### GOAL OF THE EXERCISE
Write down exactly the lines of the records below, beginning with the first and ending with the line that includes "column 3, row 213".

Start of INFORMATION SHOWN

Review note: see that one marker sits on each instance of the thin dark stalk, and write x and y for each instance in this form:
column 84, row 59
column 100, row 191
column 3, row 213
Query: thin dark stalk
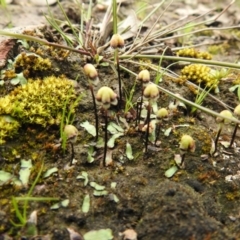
column 183, row 158
column 119, row 80
column 73, row 154
column 137, row 114
column 140, row 107
column 148, row 125
column 216, row 139
column 234, row 135
column 105, row 139
column 157, row 132
column 95, row 111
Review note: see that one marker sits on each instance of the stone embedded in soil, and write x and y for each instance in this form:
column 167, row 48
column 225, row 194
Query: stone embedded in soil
column 175, row 211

End of INFORMATION SHOWN

### PROBLEM SOLUTION
Review note: see that one marker sits on each instance of the thin dark stalk, and write x and y for each instance in this form:
column 84, row 59
column 100, row 191
column 3, row 213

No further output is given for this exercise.